- [Problem requirements]: Rewrite the entries below, everything from the line containing "Exercise. Point to every instance of the open" down through the line containing "(1074, 434)", both lines included. Keep each request line as it is, but multiply every coordinate in the answers by 0.2 and round to whole numbers with halves rounded up, giving only those lines.

- [Material for this exercise]:
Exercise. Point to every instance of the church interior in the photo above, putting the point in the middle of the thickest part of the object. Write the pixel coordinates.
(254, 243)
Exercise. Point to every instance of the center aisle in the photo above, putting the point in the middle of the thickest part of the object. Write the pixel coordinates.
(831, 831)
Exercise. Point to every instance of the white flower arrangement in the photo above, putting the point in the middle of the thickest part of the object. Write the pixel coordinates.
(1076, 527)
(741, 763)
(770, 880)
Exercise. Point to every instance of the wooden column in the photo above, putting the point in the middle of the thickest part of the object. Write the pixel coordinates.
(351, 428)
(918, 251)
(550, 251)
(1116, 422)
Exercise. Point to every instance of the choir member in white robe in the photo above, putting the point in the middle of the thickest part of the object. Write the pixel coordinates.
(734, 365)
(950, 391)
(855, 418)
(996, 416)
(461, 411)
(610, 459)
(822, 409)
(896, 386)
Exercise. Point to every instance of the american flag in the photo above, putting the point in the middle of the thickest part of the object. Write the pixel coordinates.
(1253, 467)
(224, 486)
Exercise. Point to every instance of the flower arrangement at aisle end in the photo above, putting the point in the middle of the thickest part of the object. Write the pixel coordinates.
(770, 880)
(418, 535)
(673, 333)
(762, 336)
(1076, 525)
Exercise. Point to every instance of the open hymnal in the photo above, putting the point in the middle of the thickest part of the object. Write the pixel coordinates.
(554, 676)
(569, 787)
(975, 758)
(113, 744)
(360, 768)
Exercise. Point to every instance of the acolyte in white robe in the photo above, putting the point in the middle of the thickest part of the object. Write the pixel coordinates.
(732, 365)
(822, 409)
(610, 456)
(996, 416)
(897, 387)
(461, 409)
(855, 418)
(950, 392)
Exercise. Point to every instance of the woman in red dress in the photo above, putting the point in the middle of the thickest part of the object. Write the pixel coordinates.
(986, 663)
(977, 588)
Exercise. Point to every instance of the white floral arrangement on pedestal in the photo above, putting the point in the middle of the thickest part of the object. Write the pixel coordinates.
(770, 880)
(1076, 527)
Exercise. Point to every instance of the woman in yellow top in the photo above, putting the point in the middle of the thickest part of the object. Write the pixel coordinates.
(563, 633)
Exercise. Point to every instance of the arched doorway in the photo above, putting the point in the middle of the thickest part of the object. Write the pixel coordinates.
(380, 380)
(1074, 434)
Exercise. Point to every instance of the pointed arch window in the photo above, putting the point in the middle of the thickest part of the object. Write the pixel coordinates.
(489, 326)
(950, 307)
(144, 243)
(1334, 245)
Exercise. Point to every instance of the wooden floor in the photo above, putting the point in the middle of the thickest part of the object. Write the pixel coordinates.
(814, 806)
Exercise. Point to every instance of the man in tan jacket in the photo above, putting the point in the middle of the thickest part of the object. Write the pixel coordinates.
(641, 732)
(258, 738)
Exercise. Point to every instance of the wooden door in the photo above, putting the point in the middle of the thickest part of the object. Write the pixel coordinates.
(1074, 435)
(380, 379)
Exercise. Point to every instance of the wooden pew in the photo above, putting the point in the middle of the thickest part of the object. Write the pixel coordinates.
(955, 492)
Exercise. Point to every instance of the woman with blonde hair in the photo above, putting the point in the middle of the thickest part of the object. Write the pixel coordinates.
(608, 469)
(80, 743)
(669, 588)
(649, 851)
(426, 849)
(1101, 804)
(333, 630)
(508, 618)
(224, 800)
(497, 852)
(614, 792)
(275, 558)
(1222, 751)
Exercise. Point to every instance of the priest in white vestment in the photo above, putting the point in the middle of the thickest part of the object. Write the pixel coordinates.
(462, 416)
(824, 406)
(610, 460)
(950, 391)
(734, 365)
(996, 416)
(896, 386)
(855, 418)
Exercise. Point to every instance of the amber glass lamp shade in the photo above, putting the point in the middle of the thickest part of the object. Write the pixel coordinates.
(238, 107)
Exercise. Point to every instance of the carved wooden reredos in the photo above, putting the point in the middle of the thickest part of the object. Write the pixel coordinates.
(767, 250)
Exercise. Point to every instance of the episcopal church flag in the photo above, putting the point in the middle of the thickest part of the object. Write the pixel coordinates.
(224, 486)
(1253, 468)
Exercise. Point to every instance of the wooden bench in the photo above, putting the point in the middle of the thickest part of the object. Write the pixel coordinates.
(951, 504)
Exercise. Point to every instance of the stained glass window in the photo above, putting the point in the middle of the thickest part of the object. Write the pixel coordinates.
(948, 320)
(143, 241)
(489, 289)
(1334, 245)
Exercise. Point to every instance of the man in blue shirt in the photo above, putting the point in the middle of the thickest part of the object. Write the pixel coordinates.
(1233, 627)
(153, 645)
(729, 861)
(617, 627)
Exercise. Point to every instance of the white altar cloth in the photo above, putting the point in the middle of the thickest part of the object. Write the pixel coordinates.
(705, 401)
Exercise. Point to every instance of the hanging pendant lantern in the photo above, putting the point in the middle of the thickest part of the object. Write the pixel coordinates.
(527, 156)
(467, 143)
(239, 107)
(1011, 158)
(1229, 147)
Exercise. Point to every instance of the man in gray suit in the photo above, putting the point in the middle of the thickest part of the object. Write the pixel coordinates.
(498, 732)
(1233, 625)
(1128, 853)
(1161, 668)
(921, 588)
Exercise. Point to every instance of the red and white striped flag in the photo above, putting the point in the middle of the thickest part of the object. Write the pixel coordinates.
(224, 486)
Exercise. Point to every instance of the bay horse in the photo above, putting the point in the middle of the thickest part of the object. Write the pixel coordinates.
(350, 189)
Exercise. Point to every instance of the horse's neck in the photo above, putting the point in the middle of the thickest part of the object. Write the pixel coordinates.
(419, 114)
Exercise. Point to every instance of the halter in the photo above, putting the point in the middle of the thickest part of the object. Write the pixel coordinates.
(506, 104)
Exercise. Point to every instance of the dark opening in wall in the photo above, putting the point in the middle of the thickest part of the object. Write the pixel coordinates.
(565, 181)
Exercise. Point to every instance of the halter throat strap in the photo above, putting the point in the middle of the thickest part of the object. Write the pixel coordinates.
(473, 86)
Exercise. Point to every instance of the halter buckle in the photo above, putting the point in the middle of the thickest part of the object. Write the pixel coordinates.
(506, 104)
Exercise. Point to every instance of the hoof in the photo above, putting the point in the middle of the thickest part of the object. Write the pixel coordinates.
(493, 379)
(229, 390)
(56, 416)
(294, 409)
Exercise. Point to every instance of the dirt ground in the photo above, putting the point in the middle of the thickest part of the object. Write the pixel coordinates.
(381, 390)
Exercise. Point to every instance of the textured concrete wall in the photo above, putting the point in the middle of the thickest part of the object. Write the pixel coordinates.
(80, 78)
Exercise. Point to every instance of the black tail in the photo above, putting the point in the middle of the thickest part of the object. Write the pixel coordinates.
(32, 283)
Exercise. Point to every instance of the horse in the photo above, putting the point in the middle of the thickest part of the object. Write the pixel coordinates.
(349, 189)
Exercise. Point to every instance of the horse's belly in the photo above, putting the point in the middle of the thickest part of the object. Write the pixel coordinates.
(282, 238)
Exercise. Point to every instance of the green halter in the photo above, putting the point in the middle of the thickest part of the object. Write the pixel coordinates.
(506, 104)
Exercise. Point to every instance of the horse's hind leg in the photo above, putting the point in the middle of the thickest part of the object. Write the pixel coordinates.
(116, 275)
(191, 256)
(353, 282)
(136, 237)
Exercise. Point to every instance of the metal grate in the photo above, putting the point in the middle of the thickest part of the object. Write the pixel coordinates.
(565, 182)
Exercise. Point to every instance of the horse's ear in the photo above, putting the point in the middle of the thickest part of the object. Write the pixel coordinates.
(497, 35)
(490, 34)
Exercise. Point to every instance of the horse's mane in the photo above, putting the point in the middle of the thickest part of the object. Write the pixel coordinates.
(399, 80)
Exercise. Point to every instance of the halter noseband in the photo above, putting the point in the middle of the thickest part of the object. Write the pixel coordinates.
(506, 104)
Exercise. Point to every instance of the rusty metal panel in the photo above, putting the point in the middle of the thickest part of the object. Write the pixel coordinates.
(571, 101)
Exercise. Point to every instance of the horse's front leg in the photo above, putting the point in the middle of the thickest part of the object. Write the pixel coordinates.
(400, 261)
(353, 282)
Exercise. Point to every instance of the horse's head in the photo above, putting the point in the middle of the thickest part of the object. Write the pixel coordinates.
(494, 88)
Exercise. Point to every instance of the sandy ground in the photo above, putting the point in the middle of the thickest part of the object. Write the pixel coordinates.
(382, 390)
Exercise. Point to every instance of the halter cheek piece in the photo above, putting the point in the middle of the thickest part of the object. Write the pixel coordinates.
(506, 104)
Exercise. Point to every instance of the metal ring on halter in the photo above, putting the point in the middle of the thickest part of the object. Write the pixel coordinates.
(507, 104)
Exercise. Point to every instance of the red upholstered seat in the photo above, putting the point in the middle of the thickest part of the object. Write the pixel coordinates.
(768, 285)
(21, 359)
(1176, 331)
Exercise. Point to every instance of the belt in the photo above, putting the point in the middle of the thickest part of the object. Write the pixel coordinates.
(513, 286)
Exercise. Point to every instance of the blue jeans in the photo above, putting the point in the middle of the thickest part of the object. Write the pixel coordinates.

- [Written solution]:
Exercise. Point to every instance of the open hymnal in the photo above, putting the point in the middle of the thickest part of the object. Write the pixel coordinates.
(111, 135)
(114, 157)
(195, 152)
(23, 149)
(72, 154)
Exercise. Point to every instance of the acolyte in white robe in the photo above, putting the point in the middle of the thickest part of the object. Write the pixel coordinates.
(146, 73)
(164, 82)
(122, 91)
(199, 83)
(179, 77)
(92, 82)
(171, 84)
(190, 78)
Exercise. Point to every instance of the woman in red dress in the photo above, putting the point in the middle of the thickest part of the object. Write the pixel coordinates.
(197, 133)
(195, 118)
Exercise. Point to every instance of the white floral arrangement on pedestal in the photo above, putting the point in the middle of the thickest part of the object. Write the pixel coordinates.
(154, 176)
(215, 105)
Exercise. Point to every instance of the woman in yellow top in the photo above, putting the point in the middle of the thickest part of the object. Write the pixel coordinates.
(113, 127)
Exercise. Point to every instance of the arched doorway in the photo above, putting the point in the middle of the thickest part of the object. Write the pixel coordinates.
(76, 76)
(215, 87)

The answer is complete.